Requirement:
If a record contains a picture, drop the picture and copy everything else exactly.

Dataset:

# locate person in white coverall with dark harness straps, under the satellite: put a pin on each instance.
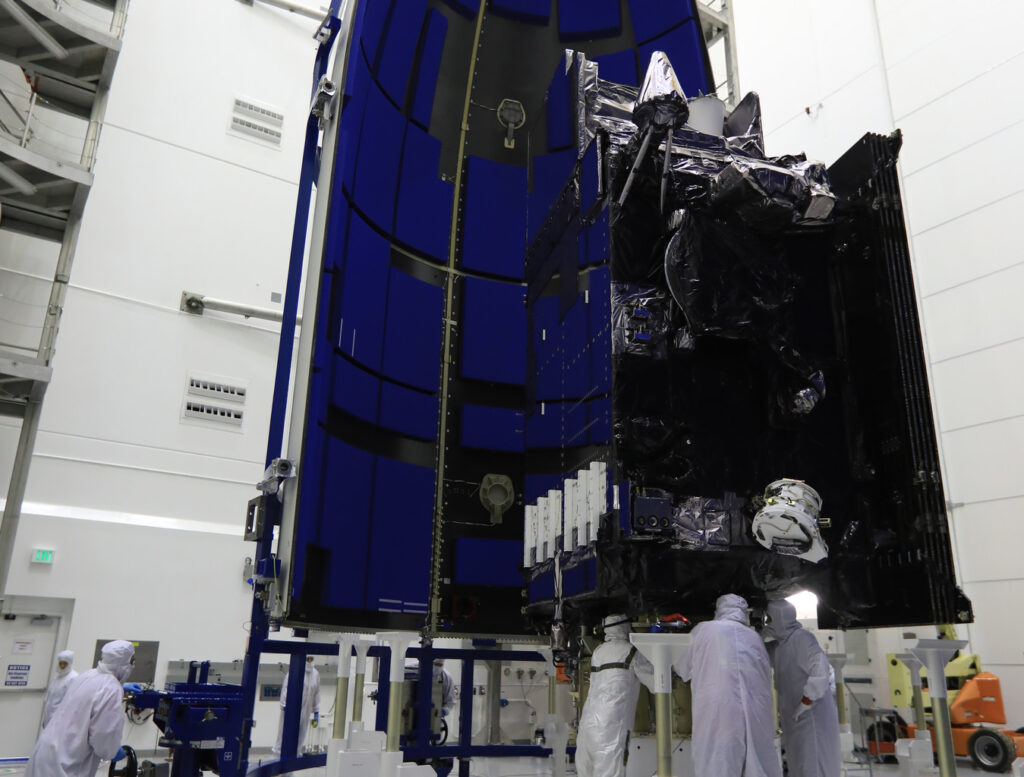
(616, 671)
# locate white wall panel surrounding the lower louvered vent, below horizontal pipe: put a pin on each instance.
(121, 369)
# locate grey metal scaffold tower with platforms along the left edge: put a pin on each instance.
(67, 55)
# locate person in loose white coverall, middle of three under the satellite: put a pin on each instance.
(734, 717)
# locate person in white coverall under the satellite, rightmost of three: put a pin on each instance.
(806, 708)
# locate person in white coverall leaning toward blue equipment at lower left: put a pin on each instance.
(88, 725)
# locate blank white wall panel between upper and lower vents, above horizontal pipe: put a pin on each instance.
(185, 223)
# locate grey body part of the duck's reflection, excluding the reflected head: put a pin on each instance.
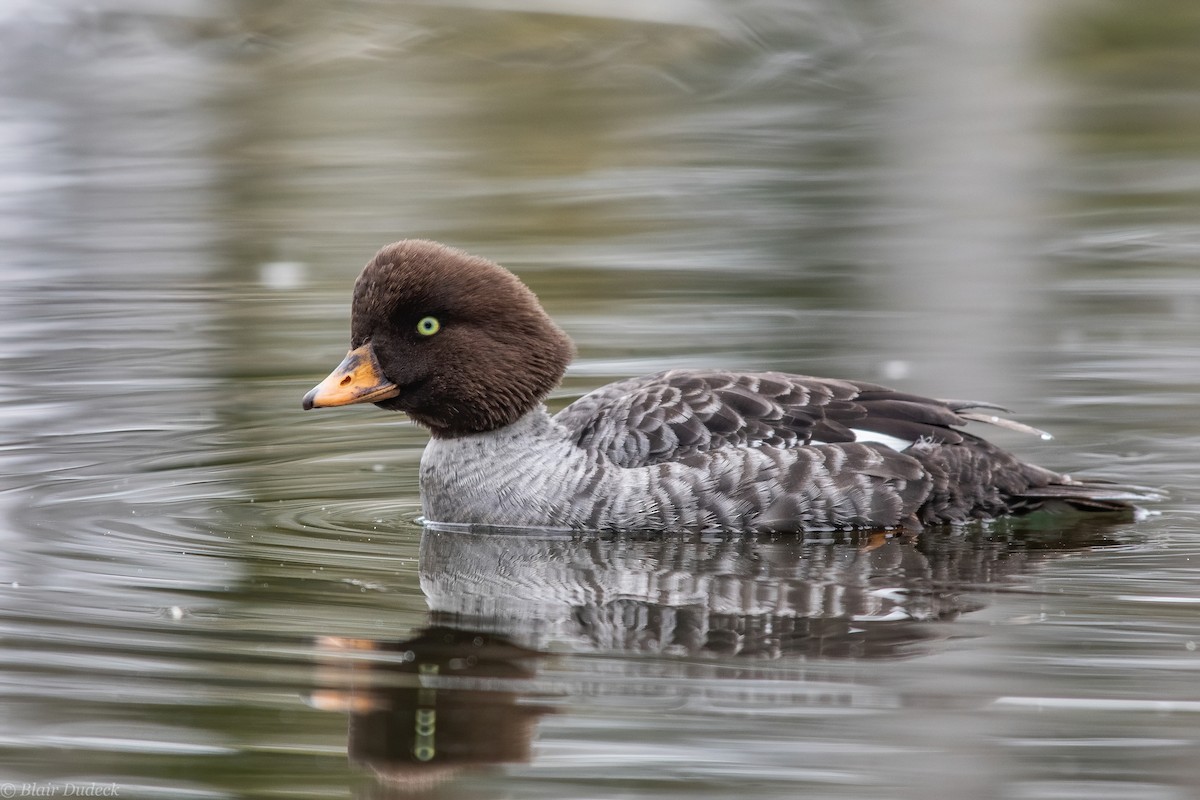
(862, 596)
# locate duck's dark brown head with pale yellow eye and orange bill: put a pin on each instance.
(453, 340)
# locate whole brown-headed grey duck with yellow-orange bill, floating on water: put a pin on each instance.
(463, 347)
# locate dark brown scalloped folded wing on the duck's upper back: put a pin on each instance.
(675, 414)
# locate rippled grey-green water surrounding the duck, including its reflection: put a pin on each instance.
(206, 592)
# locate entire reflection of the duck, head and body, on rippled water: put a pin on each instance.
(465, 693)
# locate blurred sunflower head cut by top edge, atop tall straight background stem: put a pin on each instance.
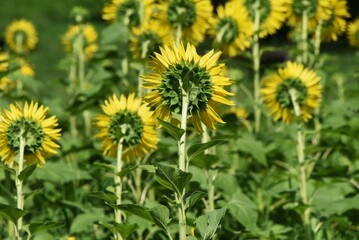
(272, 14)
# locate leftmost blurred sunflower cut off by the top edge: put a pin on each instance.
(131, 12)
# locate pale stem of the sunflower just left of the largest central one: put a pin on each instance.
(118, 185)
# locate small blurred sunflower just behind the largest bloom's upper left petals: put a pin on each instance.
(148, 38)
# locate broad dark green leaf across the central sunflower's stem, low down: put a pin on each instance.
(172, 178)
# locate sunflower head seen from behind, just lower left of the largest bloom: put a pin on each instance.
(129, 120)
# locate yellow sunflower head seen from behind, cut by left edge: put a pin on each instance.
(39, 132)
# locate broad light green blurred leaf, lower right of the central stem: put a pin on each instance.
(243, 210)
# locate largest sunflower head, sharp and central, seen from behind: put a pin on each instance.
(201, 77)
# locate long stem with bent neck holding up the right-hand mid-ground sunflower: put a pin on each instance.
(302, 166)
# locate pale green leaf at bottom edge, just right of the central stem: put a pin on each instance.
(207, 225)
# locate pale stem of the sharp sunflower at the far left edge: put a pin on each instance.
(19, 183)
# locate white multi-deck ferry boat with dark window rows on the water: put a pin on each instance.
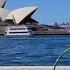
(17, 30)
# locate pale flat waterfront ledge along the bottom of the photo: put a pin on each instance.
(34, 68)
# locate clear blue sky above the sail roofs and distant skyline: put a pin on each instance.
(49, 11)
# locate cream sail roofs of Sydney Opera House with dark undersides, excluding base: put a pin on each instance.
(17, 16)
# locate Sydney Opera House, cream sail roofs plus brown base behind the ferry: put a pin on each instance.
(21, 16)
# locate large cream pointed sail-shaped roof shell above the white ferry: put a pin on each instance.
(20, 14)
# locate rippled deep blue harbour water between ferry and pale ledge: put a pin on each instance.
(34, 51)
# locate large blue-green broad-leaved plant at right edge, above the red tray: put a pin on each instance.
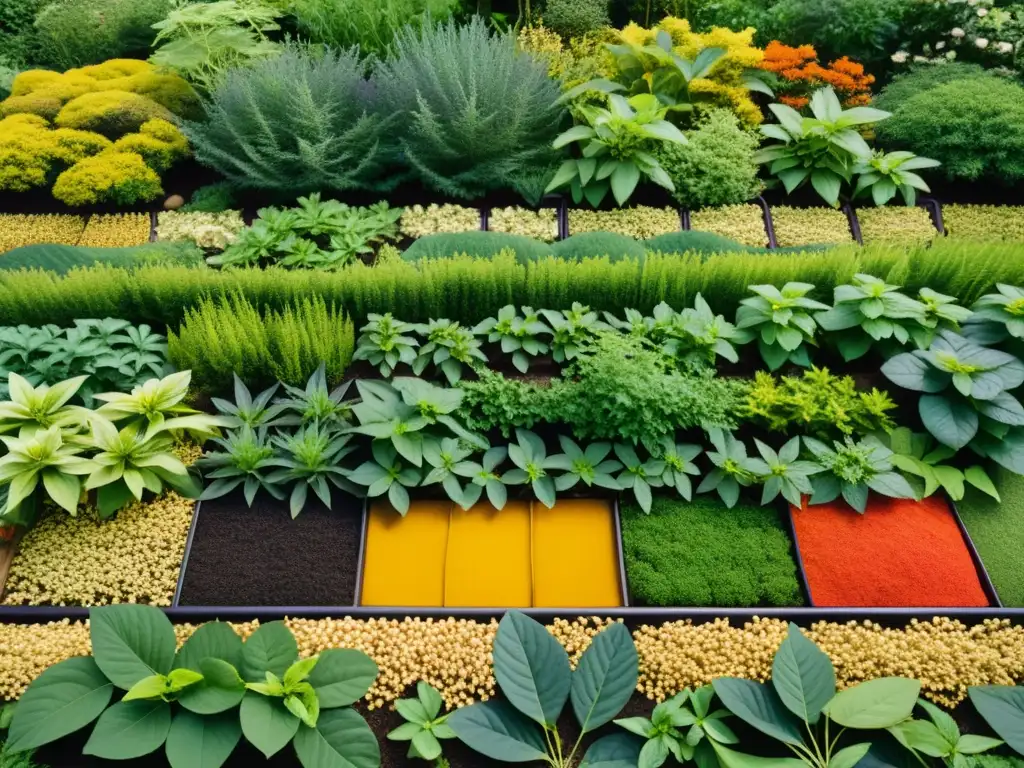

Exercise output:
# locate person in white coverall with dark harness straps, under the satellite: put a pin on each instance.
(616, 671)
# locate white wall panel surrounding the lower louvered vent, below horizontal pipe: put a pin on each instance.
(121, 369)
# locate grey metal scaffold tower with platforms along the left edge: put a pin on each instance.
(67, 55)
# locate person in loose white coverall, middle of three under the satellite: put a pin on each instance.
(734, 717)
# locate person in white coverall under the satellite, rightmost of three: put a pin on each instance.
(806, 708)
# locate person in white coverall leaning toward blue equipment at lower left: put a pin on each instance.
(88, 725)
# locate blank white wall panel between upper and lower vents, above horizontal pipe: put a pin on each instance.
(185, 223)
# locate grey body part of the duck's reflection, excluding the reflected head: put a pin on each instance.
(862, 596)
# locate duck's dark brown head with pale yellow eye and orange bill: put a pin on each instance.
(453, 340)
# locate whole brown-headed grey duck with yellow-orange bill, floating on water: put a pin on each instance.
(463, 347)
# locate dark brown scalloped folded wing on the duck's upper back: put a pin on each instance.
(675, 414)
# locate rippled grey-green water surrounding the duck, including its reflection: put a pin on each instance.
(206, 592)
# locate entire reflection of the duck, head and body, on rippled water: put a pin on each instance.
(465, 693)
# locate blurred sunflower head cut by top edge, atop tall straight background stem: put a pin on each instance.
(272, 14)
# locate leftmost blurred sunflower cut off by the top edge: put a pin on each instance.
(131, 12)
# locate pale stem of the sunflower just left of the largest central one: put a pin on each instance.
(118, 185)
# locate small blurred sunflower just behind the largest bloom's upper left petals: put a pin on each instance.
(148, 38)
# locate broad dark green leaf across the central sunflower's stem, low down: put a pin on each instance.
(172, 178)
# locate sunflower head seen from behind, just lower left of the largest bloom: put a pin on each instance.
(129, 120)
# locate yellow sunflower head seen from behind, cut by left edge: put a pin on each instance.
(39, 132)
# locate broad light green blurred leaf, lower right of the central stem: put a pin on each instance.
(243, 210)
# locate largest sunflower head, sharp and central, seen from behind: put a pin on each instance.
(201, 77)
# locate long stem with bent neck holding up the right-hand mid-ground sunflower: put a pin on each instance.
(302, 166)
# locate pale green leaf at bottom edge, just right of the central stem: put a pin on each instance.
(207, 225)
# locate pale stem of the sharp sunflower at the far left edge: put a pin on each instance.
(19, 183)
# locate white multi-deck ferry boat with dark window rows on the water: put a pin on each instance.
(17, 30)
# locate pale flat waterfront ledge along the bottom of the photo: put a pin on each instance.
(34, 68)
# locate clear blue sky above the sail roofs and distant skyline: put a pin on each instance.
(49, 11)
# locate cream sail roofs of Sydney Opera House with dark undersides, excluding base: put a pin on each instance.
(17, 16)
# locate Sydney Opera House, cream sail roofs plus brown base behind the ferry: put a pin on each instance.
(21, 16)
# locate large cream pointed sail-shaped roof shell above the white ferry: put a pin on each instance.
(20, 14)
# locate rippled deep blue harbour water between ferry and pale ledge: put a pin on each instance.
(34, 51)
# locate large blue-green broad-leaved plant at right edge, above the red tray: put a pin on each instance.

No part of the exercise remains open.